-- START --

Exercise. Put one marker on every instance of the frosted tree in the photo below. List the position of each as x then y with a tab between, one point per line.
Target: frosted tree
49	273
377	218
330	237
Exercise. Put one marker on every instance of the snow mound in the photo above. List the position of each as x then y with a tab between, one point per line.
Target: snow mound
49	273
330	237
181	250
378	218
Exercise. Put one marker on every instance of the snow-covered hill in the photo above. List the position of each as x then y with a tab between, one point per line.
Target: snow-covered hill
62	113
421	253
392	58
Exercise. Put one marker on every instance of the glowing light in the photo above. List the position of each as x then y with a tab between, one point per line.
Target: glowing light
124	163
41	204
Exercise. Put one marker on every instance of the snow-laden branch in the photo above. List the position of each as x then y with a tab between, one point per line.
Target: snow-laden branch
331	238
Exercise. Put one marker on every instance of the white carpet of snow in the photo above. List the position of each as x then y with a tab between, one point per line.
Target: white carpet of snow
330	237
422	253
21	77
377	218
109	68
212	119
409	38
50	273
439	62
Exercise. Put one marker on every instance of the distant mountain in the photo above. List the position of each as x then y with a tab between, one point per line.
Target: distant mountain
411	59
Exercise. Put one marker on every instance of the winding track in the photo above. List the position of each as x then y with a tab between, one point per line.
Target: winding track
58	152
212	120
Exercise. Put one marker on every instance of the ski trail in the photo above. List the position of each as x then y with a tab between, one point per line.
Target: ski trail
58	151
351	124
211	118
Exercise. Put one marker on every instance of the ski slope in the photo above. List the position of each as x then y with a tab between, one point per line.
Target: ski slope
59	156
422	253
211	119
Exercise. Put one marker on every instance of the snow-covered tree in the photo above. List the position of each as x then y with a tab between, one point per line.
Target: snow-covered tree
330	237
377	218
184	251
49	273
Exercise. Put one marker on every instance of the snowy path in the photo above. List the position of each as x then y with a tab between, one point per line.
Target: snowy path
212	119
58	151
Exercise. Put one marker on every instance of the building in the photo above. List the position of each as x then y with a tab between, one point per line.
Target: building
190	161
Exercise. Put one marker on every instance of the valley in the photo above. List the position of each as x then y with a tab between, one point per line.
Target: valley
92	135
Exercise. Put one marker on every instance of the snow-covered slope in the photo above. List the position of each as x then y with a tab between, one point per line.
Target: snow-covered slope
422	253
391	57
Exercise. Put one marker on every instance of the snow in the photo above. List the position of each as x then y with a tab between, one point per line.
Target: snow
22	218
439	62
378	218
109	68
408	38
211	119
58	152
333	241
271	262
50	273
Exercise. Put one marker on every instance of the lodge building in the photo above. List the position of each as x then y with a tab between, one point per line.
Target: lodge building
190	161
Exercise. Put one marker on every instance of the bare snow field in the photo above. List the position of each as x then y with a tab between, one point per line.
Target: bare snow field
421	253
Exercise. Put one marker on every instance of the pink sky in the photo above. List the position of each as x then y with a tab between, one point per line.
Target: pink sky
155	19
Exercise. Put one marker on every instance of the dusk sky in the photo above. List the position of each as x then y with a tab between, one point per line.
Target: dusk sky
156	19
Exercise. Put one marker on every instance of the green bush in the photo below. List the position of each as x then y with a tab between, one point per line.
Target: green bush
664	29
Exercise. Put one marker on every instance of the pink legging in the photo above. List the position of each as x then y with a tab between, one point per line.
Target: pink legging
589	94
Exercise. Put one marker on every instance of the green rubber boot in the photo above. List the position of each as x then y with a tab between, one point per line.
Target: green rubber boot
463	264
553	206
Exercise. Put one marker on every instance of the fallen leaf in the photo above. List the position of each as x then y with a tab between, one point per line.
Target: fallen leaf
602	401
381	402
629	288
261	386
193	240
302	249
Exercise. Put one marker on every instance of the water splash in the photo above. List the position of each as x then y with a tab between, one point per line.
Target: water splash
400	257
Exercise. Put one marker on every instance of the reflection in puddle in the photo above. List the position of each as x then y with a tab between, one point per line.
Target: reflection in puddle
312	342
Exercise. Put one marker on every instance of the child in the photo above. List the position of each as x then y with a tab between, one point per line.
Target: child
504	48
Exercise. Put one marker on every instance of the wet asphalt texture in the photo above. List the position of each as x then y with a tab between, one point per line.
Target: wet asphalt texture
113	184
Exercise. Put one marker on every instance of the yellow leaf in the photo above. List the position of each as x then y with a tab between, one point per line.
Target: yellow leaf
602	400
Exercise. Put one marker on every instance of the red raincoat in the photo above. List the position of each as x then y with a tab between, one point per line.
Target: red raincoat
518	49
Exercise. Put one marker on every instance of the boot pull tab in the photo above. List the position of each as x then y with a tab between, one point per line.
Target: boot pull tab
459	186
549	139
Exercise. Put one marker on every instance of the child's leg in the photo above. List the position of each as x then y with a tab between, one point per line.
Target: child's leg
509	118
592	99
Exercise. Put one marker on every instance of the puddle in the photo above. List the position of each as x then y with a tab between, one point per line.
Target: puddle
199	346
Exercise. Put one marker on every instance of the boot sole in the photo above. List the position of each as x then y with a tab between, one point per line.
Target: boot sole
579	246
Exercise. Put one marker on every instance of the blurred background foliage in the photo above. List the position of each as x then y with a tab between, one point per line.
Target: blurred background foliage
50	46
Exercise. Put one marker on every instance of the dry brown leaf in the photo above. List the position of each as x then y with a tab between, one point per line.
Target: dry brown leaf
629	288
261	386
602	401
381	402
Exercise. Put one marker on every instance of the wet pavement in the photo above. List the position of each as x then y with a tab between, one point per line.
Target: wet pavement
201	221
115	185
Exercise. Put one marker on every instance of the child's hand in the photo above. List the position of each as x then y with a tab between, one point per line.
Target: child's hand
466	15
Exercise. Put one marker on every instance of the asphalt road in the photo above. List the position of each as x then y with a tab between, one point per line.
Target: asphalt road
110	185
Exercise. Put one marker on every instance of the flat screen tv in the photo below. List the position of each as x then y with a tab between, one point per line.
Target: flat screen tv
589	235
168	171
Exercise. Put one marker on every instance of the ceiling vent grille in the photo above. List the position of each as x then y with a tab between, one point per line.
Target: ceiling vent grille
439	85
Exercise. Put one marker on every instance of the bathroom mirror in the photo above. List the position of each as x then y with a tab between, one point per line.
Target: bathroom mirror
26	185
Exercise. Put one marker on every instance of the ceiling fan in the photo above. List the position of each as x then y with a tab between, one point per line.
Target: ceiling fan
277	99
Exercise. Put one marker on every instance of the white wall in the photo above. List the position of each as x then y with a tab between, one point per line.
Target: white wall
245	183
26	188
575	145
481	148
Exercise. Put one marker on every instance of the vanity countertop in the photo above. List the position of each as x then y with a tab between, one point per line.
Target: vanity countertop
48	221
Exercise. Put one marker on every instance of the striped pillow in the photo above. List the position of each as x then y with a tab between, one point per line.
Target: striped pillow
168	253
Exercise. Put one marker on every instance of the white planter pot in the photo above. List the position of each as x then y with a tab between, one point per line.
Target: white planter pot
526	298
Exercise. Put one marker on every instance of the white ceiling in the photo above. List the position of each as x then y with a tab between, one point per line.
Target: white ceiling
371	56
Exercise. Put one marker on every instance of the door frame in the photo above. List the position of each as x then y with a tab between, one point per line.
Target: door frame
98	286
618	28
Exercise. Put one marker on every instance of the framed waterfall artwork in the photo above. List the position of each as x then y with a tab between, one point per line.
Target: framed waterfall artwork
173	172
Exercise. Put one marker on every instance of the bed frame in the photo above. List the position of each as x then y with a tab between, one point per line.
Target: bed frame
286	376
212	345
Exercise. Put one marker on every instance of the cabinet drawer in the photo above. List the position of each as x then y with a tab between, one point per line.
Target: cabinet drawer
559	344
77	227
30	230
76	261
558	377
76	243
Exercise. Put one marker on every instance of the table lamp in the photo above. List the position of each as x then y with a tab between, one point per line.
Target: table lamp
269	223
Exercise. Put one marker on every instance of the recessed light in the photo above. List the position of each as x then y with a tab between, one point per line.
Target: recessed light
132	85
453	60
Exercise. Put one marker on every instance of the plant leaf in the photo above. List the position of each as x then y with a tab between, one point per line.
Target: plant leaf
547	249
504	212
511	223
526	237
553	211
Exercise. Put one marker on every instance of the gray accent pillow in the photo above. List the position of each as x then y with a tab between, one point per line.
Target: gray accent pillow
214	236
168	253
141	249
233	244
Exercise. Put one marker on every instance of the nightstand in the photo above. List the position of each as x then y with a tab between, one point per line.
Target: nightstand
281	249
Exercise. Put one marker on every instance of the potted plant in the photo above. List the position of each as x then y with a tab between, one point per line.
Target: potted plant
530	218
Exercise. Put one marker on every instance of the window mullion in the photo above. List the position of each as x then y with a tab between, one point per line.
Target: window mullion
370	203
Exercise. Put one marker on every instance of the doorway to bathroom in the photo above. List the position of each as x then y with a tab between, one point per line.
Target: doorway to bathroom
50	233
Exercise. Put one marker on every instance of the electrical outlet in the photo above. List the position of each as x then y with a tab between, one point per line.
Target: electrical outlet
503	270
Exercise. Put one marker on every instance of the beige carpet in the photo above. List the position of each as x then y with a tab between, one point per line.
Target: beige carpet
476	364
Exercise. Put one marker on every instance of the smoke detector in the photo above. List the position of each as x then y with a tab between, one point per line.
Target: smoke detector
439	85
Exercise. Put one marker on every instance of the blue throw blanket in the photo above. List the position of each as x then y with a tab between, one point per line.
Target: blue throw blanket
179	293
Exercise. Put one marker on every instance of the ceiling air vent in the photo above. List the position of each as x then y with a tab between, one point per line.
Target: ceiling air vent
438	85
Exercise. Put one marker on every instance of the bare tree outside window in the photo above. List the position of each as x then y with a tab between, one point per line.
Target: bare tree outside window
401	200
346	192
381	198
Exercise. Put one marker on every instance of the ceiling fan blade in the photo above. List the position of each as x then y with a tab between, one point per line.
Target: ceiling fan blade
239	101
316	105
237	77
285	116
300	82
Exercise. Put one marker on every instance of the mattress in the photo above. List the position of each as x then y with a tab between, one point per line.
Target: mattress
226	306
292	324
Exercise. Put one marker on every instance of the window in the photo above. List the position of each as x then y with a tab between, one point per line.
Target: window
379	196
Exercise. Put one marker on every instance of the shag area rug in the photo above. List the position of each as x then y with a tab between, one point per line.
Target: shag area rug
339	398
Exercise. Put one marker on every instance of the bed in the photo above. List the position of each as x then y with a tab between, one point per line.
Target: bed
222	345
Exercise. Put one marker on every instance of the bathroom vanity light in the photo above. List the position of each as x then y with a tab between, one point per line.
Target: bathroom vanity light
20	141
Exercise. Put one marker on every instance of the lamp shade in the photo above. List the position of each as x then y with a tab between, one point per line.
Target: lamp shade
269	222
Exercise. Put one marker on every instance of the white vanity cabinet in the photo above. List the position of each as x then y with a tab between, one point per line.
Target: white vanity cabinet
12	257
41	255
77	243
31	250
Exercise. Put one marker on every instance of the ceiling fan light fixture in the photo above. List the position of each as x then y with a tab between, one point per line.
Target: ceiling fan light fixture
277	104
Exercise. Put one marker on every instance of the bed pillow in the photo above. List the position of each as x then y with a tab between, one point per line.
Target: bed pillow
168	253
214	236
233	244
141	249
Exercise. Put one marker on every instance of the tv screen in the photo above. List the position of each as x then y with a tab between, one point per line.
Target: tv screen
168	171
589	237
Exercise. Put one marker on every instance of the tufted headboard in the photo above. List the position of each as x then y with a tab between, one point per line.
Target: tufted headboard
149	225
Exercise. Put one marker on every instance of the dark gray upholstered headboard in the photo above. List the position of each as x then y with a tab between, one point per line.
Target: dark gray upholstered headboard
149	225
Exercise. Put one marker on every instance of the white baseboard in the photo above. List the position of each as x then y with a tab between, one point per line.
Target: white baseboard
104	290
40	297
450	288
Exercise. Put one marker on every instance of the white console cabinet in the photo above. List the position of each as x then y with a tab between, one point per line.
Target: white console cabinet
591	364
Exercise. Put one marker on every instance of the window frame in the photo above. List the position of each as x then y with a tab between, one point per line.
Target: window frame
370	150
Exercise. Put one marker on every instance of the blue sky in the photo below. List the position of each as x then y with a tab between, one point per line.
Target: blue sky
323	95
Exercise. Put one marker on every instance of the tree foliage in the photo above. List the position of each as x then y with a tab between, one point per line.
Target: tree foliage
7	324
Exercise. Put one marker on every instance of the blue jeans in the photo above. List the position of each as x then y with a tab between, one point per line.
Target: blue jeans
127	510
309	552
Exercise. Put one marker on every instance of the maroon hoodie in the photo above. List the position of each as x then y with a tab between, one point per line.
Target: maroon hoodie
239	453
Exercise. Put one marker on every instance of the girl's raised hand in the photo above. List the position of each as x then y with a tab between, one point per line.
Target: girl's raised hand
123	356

-- END --

▶ Exercise objective: From the line holding "Exercise. Put one marker on every instance of the white console" through the last line above, reproduce each line exactly and add nothing.

▶ Completed task:
Exercise. Put one marker on every instance of the white console cabinet in the photo above. List the position of each as x then y with a tab between, one point per line.
Target: white console cabinet
591	364
Exercise. Put one marker on every instance of the window frame in the photo above. List the position of each as x then y with a tab between, one point per line.
Target: window frame
370	150
Exercise. Put one marker on every instance of the blue sky in the photo below. List the position of each as x then y with a tab between, one point per line.
Target: blue sky
323	95
Exercise. Put one marker on every instance of the tree foliage in the photo above. List the position of each as x then y with a tab between, one point per line.
Target: tree foliage
7	324
Exercise. Put one marker on every instance of the blue jeans in the photo above. List the position of each as x then y with a tab between, one point per line.
Target: blue jeans
127	510
309	552
Exercise. Put one marker on every instance of the maroon hoodie in the photo above. List the position of each as x then y with a tab between, one point per line.
Target: maroon hoodie
239	453
Exercise. Put one marker on every instance of the girl's raised hand in the photo above. List the position of each as x then y with a tab between, one point per line.
Target: girl's raised hand
123	356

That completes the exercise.